**SET TASK**
Please show every line of the items below that contains the word "house", copying each such line in full. Case counts.

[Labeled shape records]
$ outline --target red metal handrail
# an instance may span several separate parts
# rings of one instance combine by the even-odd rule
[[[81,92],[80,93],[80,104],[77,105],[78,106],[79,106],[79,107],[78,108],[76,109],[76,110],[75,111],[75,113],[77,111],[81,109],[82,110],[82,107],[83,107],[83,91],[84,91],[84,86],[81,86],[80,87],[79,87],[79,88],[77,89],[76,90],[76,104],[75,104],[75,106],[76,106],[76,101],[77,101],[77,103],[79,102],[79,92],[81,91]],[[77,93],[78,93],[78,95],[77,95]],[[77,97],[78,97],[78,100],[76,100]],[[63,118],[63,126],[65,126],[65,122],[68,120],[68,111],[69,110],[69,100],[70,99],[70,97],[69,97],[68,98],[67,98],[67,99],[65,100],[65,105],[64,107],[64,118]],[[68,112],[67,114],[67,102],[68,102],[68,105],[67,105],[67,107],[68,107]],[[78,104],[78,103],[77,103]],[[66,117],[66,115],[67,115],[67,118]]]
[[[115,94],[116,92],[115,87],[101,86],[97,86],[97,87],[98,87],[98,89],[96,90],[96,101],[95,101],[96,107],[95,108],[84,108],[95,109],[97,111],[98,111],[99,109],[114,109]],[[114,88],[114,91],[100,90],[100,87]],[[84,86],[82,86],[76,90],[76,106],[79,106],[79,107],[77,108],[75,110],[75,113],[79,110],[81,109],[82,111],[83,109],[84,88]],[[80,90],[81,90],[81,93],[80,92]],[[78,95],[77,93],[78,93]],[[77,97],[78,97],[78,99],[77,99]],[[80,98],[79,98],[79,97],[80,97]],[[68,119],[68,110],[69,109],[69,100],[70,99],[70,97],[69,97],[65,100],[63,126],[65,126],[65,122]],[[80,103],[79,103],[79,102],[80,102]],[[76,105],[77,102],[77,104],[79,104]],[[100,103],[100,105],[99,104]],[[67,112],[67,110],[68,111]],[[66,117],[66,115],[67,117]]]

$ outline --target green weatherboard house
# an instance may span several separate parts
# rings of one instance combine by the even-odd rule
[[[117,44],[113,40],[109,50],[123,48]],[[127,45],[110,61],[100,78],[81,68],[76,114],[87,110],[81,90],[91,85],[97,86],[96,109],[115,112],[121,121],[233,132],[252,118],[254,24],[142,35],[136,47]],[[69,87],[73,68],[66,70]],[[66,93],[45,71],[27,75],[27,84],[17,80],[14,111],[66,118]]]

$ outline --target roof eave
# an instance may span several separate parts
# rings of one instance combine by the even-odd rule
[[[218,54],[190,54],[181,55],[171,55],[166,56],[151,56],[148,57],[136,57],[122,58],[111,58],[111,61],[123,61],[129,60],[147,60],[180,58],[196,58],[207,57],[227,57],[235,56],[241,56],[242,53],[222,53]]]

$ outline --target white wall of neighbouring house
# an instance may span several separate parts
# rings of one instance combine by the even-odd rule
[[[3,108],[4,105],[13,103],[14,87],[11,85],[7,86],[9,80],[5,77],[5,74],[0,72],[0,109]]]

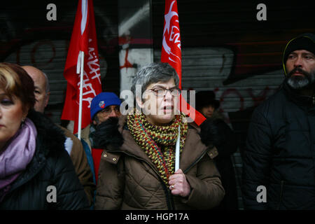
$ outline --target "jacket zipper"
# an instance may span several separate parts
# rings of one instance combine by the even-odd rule
[[[185,169],[185,171],[183,171],[183,172],[184,174],[186,174],[192,167],[194,167],[199,161],[200,161],[200,160],[204,157],[204,154],[206,153],[206,152],[208,151],[208,150],[205,150],[202,154],[196,160],[195,160],[194,162],[192,162],[192,164],[189,166],[186,169]],[[158,178],[160,178],[160,182],[162,183],[162,186],[163,186],[163,190],[164,192],[165,193],[166,197],[167,197],[167,206],[169,207],[169,210],[174,210],[175,206],[174,204],[174,199],[173,197],[172,196],[172,194],[170,194],[170,190],[167,188],[167,186],[165,185],[165,183],[164,183],[163,180],[162,179],[162,178],[160,176],[160,174],[156,172],[156,170],[151,166],[150,164],[149,164],[148,162],[146,162],[145,160],[141,159],[140,158],[138,158],[134,155],[130,154],[128,153],[126,153],[125,151],[122,151],[122,150],[116,150],[116,151],[108,151],[109,153],[125,153],[129,156],[133,157],[137,160],[141,160],[145,162],[148,165],[149,165],[152,169],[155,172],[155,174],[158,174]]]
[[[169,210],[174,210],[174,202],[173,202],[173,197],[172,196],[172,194],[170,194],[170,190],[167,188],[167,186],[165,185],[165,183],[163,181],[163,179],[161,178],[161,176],[160,176],[159,173],[154,169],[154,167],[152,167],[152,165],[150,164],[149,164],[148,162],[146,162],[145,160],[141,159],[139,157],[136,157],[132,154],[130,154],[128,153],[126,153],[125,151],[122,151],[122,150],[116,150],[116,151],[108,151],[109,153],[125,153],[129,156],[133,157],[134,158],[136,158],[139,160],[141,160],[145,162],[150,167],[151,167],[151,169],[154,171],[154,172],[158,175],[160,181],[162,183],[162,186],[163,187],[163,190],[164,190],[164,192],[165,194],[166,198],[167,198],[167,207],[169,208]]]

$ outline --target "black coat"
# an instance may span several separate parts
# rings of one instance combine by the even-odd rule
[[[315,106],[286,84],[253,113],[243,165],[245,209],[315,209]],[[266,202],[259,186],[266,188]]]
[[[28,117],[37,130],[36,151],[0,202],[0,209],[88,209],[83,188],[64,149],[62,131],[39,113],[30,111]],[[55,187],[56,202],[48,202],[55,192],[50,186]]]

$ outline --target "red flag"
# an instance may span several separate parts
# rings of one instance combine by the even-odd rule
[[[95,20],[92,0],[79,0],[66,57],[64,76],[67,80],[66,95],[62,119],[74,120],[74,133],[78,132],[80,74],[76,68],[80,51],[84,52],[82,125],[90,123],[90,108],[92,99],[102,92],[101,73],[97,50]]]
[[[161,61],[169,63],[176,70],[179,77],[179,88],[181,90],[181,34],[176,0],[165,0],[164,18]],[[181,94],[180,101],[182,106],[180,107],[181,111],[188,115],[197,125],[200,125],[206,120],[202,114],[186,102]]]

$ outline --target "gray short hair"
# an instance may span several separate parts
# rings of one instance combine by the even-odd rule
[[[174,78],[176,88],[178,88],[179,78],[175,69],[168,63],[151,63],[140,69],[133,78],[131,90],[136,96],[136,85],[141,85],[141,93],[148,85],[158,82],[167,82]]]

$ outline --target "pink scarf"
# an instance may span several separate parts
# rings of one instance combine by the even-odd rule
[[[0,202],[33,158],[36,136],[34,124],[27,118],[6,146],[0,150]]]

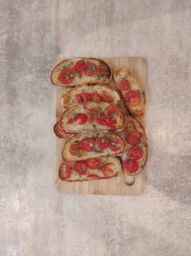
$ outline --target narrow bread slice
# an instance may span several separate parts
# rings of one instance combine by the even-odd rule
[[[126,144],[120,157],[125,174],[128,176],[135,176],[141,172],[147,163],[147,137],[142,124],[136,118],[128,114],[126,114],[126,126],[122,131],[119,132],[125,139]]]
[[[72,132],[68,132],[60,127],[60,119],[54,125],[54,132],[56,136],[61,139],[69,138],[72,134]]]
[[[60,126],[67,131],[116,131],[125,126],[126,118],[121,109],[107,103],[90,102],[69,107],[60,119]]]
[[[74,58],[63,61],[52,72],[52,83],[59,87],[74,87],[83,84],[105,84],[112,72],[106,62],[94,58]]]
[[[120,161],[115,157],[88,159],[75,163],[63,162],[59,177],[65,181],[83,181],[96,179],[109,179],[121,172]]]
[[[131,71],[118,67],[113,70],[115,81],[125,101],[129,111],[133,116],[145,115],[146,104],[145,94]]]
[[[66,140],[61,155],[65,162],[77,162],[119,155],[125,148],[124,140],[117,133],[81,133]]]
[[[90,101],[103,101],[117,105],[120,100],[117,92],[107,86],[82,84],[66,93],[62,97],[61,103],[66,108],[74,104]]]

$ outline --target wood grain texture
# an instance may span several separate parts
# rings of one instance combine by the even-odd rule
[[[141,85],[145,90],[146,67],[144,59],[141,58],[102,58],[111,67],[112,70],[121,67],[132,71],[137,78]],[[119,94],[113,78],[107,84]],[[56,121],[62,115],[64,109],[61,104],[62,95],[69,89],[56,87]],[[118,106],[128,113],[124,101],[121,98]],[[145,116],[140,116],[139,120],[145,128]],[[128,186],[124,182],[124,175],[122,170],[118,177],[108,180],[95,180],[89,181],[67,182],[61,180],[58,177],[58,170],[62,163],[61,151],[64,140],[56,137],[55,143],[55,189],[58,193],[73,194],[91,194],[95,195],[141,195],[145,190],[145,169],[135,177],[135,182],[132,186]]]

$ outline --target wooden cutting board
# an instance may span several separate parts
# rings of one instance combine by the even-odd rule
[[[112,70],[121,67],[131,71],[136,76],[143,89],[145,89],[145,62],[141,58],[102,58],[111,67]],[[60,61],[59,61],[60,62]],[[113,78],[107,84],[107,86],[119,92],[115,84]],[[62,116],[64,109],[61,104],[62,95],[69,89],[57,87],[56,88],[56,121]],[[128,113],[124,101],[121,97],[118,105],[120,108]],[[139,120],[145,128],[145,117],[140,117]],[[72,194],[93,194],[95,195],[141,195],[145,190],[145,169],[139,175],[133,177],[125,176],[122,170],[118,177],[106,180],[94,180],[88,181],[67,182],[60,179],[58,170],[61,163],[61,151],[64,139],[56,137],[55,143],[55,188],[58,193]],[[124,182],[130,183],[127,186]],[[132,185],[132,183],[134,184]]]

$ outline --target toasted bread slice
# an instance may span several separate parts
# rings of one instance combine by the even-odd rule
[[[74,87],[83,84],[105,84],[112,72],[108,64],[94,58],[74,58],[63,61],[51,73],[52,83],[59,87]]]
[[[145,115],[146,104],[145,94],[131,71],[118,67],[113,70],[115,81],[125,101],[129,111],[133,116]],[[123,81],[124,83],[122,82]]]
[[[65,162],[77,162],[120,155],[125,148],[124,140],[117,133],[81,133],[66,140],[61,155]]]
[[[147,137],[142,124],[136,118],[128,114],[126,114],[126,116],[127,119],[126,126],[122,131],[119,132],[119,134],[125,139],[126,144],[125,149],[120,156],[120,157],[122,161],[123,169],[125,174],[128,176],[135,176],[141,172],[147,163],[148,156]],[[133,133],[134,132],[140,133]],[[128,137],[127,139],[127,134]],[[136,137],[135,141],[134,138],[133,138],[133,135],[135,136],[135,134],[139,135],[141,137],[140,141],[139,137],[137,137],[138,140],[136,140]],[[131,145],[129,144],[129,143]],[[134,145],[132,144],[134,144]],[[140,159],[137,159],[137,158],[141,157],[142,154],[142,155]],[[129,160],[130,161],[128,161]],[[126,161],[127,161],[126,163],[127,163],[126,164]],[[128,167],[129,165],[130,166],[131,164],[136,166],[136,168],[137,170],[136,172],[129,172],[130,169]],[[134,171],[136,169],[134,169]]]
[[[71,105],[90,101],[103,101],[117,105],[120,98],[113,89],[101,84],[82,84],[71,89],[62,97],[61,103],[66,108]]]
[[[56,122],[54,125],[54,132],[56,136],[61,139],[66,139],[69,138],[72,134],[72,133],[68,132],[61,129],[60,127],[60,119]]]
[[[122,130],[126,123],[125,114],[121,109],[99,102],[70,106],[64,112],[60,121],[61,128],[74,133],[116,131]]]
[[[63,162],[59,177],[65,181],[83,181],[117,177],[121,172],[120,161],[115,157],[89,159],[76,163]]]

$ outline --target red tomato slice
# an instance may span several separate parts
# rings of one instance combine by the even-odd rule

**ANSWER TO THE EXERCISE**
$ outline --target green weatherboard house
$ outline --target white wall of neighbouring house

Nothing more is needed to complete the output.